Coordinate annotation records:
---*---
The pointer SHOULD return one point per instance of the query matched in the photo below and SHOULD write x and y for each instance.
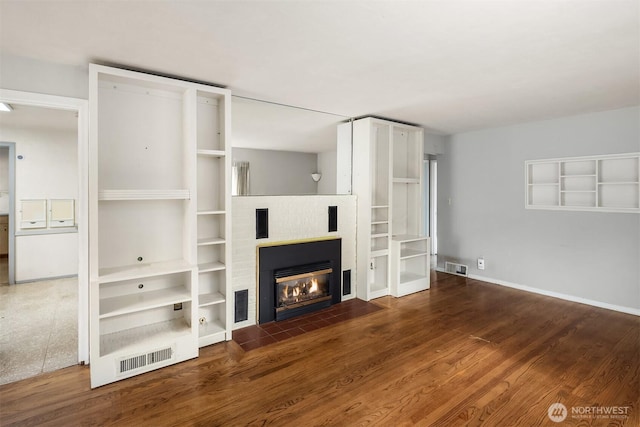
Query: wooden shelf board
(211, 266)
(107, 195)
(210, 241)
(406, 180)
(210, 299)
(211, 212)
(211, 327)
(406, 277)
(376, 252)
(412, 253)
(126, 304)
(138, 271)
(211, 153)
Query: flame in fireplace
(313, 287)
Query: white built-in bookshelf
(410, 264)
(607, 183)
(150, 188)
(387, 178)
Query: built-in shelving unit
(387, 178)
(410, 264)
(595, 183)
(145, 231)
(214, 226)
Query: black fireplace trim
(273, 258)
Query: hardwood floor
(463, 353)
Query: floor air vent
(139, 361)
(454, 268)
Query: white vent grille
(455, 268)
(139, 361)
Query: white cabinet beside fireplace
(387, 178)
(144, 267)
(410, 264)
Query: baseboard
(619, 308)
(44, 279)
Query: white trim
(81, 106)
(622, 309)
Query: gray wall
(583, 255)
(279, 172)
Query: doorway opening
(44, 300)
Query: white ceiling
(40, 118)
(451, 66)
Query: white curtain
(240, 179)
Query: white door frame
(81, 106)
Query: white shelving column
(143, 225)
(214, 219)
(387, 178)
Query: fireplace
(298, 278)
(299, 287)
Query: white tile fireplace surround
(291, 218)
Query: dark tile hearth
(253, 337)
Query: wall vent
(455, 268)
(132, 363)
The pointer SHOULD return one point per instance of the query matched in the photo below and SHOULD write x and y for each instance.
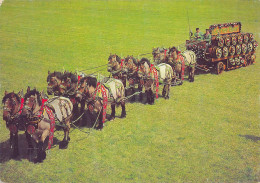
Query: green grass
(196, 136)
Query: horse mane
(118, 59)
(56, 74)
(34, 92)
(70, 75)
(91, 81)
(173, 49)
(134, 60)
(9, 95)
(143, 60)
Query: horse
(40, 115)
(54, 81)
(148, 76)
(165, 76)
(13, 104)
(117, 68)
(98, 94)
(159, 55)
(181, 61)
(132, 74)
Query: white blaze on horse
(165, 76)
(181, 61)
(40, 115)
(12, 106)
(98, 94)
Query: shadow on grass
(251, 137)
(6, 151)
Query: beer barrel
(234, 40)
(227, 41)
(232, 61)
(249, 47)
(217, 52)
(232, 50)
(225, 51)
(221, 42)
(240, 39)
(238, 49)
(246, 38)
(244, 48)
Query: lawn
(207, 131)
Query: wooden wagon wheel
(220, 67)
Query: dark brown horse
(159, 55)
(40, 119)
(54, 81)
(116, 67)
(98, 94)
(13, 104)
(181, 61)
(147, 76)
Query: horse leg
(164, 91)
(41, 154)
(123, 113)
(29, 141)
(140, 88)
(14, 144)
(113, 113)
(151, 96)
(64, 143)
(192, 73)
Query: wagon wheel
(220, 67)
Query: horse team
(36, 114)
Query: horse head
(131, 63)
(54, 81)
(69, 83)
(144, 66)
(114, 60)
(32, 102)
(12, 105)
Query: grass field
(207, 132)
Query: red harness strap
(51, 116)
(156, 79)
(105, 99)
(22, 102)
(180, 57)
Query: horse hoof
(63, 144)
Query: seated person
(207, 37)
(198, 35)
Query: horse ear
(28, 89)
(20, 93)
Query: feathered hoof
(100, 126)
(63, 144)
(40, 157)
(123, 115)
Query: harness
(13, 127)
(32, 125)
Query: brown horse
(116, 67)
(98, 94)
(181, 61)
(159, 55)
(54, 81)
(13, 104)
(41, 116)
(132, 65)
(147, 78)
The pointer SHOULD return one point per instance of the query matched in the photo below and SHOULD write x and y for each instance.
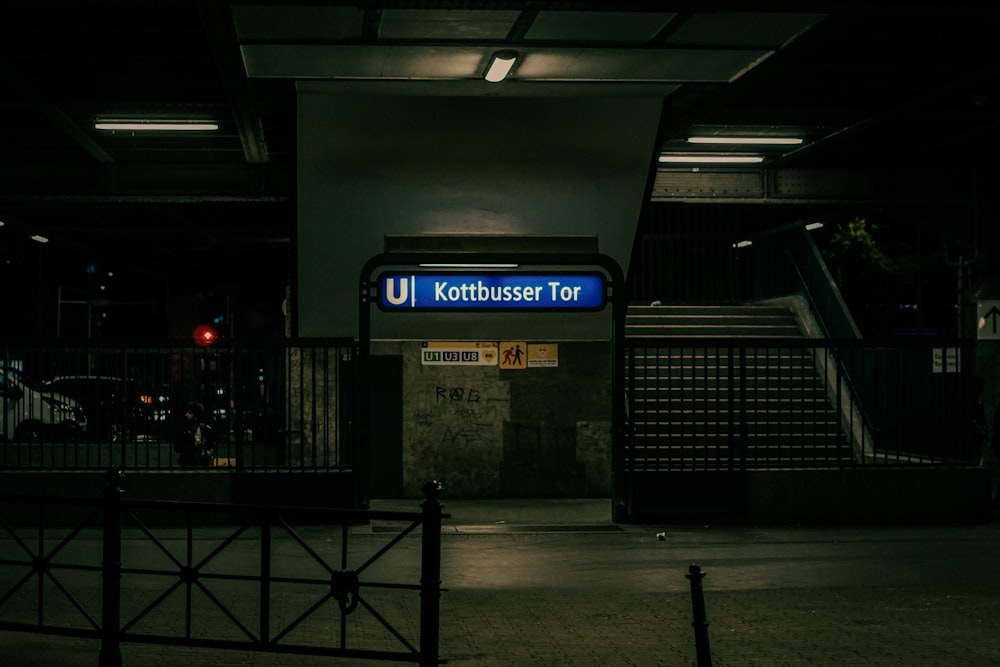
---*---
## GIVEN TASK
Please extract every line of the items above that contains the string "harness".

## RESPONSE
Query: red harness strap
Query: harness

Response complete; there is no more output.